YOUR OBJECTIVE —
Lay out the rows below as a Markdown table with two columns, "No." for the row number and "Text" for the line, and leave out any blank lines. Do not include the pictures.

* start MATERIAL FOR THIS TASK *

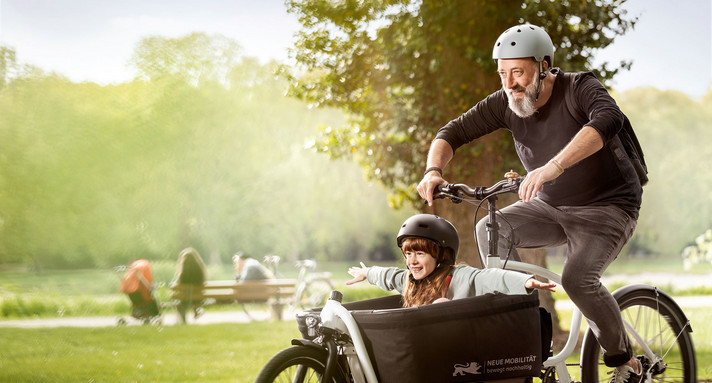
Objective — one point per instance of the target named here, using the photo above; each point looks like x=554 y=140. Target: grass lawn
x=211 y=353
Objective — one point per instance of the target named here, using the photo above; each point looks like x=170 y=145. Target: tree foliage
x=401 y=69
x=200 y=150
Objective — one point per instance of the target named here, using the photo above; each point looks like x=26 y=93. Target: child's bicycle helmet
x=432 y=227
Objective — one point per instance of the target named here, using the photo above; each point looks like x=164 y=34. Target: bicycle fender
x=621 y=292
x=306 y=343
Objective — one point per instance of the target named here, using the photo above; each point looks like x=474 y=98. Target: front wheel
x=299 y=364
x=662 y=325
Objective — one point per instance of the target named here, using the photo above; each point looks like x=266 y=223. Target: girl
x=429 y=244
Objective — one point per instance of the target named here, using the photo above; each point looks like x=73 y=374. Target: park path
x=169 y=318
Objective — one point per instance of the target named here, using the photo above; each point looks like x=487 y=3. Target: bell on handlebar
x=511 y=176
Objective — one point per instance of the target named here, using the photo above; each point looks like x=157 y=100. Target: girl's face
x=420 y=263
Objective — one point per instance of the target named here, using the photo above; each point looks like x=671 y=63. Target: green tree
x=101 y=175
x=401 y=69
x=674 y=132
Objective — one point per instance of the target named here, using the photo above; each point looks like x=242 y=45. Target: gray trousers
x=594 y=236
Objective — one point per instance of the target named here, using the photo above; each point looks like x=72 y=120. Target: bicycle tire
x=316 y=292
x=659 y=320
x=299 y=364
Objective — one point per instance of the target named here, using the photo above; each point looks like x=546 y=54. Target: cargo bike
x=493 y=338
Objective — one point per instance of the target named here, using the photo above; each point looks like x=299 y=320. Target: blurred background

* end MATERIAL FOR THIS TASK *

COMPLETED TASK —
| No. | Text |
|---|---|
| 1 | Objective — one point per instance of the target named here, using the photo above; each point looks like x=554 y=140. Target: grass lawn |
| 2 | x=211 y=353 |
| 3 | Objective — one point per instance of the target named here, using the photo above; each point looks like x=170 y=145. Target: tree foliage |
| 4 | x=401 y=69 |
| 5 | x=200 y=150 |
| 6 | Objective — one point per instance of the target named here, using the photo above; each point looks like x=26 y=93. Target: child's bicycle helmet |
| 7 | x=432 y=227 |
| 8 | Objective — one point per instance of the target named here, using the photo above; each point looks like x=164 y=34. Target: bicycle fender |
| 9 | x=621 y=292 |
| 10 | x=306 y=343 |
| 11 | Objective — one point per instance of the target named here, using the photo above; each point looks like x=474 y=98. Target: front wheel |
| 12 | x=299 y=364 |
| 13 | x=662 y=325 |
| 14 | Objective — one point per instance of the target named here, using the photo above; each point looks like x=266 y=223. Target: girl |
| 15 | x=429 y=244 |
| 16 | Objective — one point per instance of the target named here, using the photo above; each point looks like x=73 y=374. Target: park path |
| 17 | x=169 y=318 |
| 18 | Objective — one point per instance of the target named here, using the photo above; each point looks like x=487 y=3. Target: bell on handlebar |
| 19 | x=511 y=176 |
| 20 | Objective — one point per instance of the target named here, using the photo above; each point looks like x=157 y=100. Target: girl's face |
| 21 | x=420 y=263 |
| 22 | Objective — one point per instance of the target named here, using the photo above; each point looks like x=671 y=63. Target: green tree |
| 23 | x=101 y=175 |
| 24 | x=401 y=69 |
| 25 | x=674 y=132 |
| 26 | Objective — one point per instance of the target named here, using the photo above; each point looks like x=242 y=45. Target: gray trousers |
| 27 | x=594 y=236 |
| 28 | Objective — one point per instance of the target named here, using the photo above; each point looks like x=72 y=120. Target: bicycle tire |
| 29 | x=316 y=292 |
| 30 | x=659 y=320 |
| 31 | x=299 y=364 |
| 32 | Objective — one point per instance of the target named here, using the photo above; each point looks like x=546 y=54. Target: cargo bike |
| 33 | x=493 y=338 |
| 34 | Objective — one point per instance of the target named here, using the photo above; each point looks like x=299 y=320. Target: blurred background |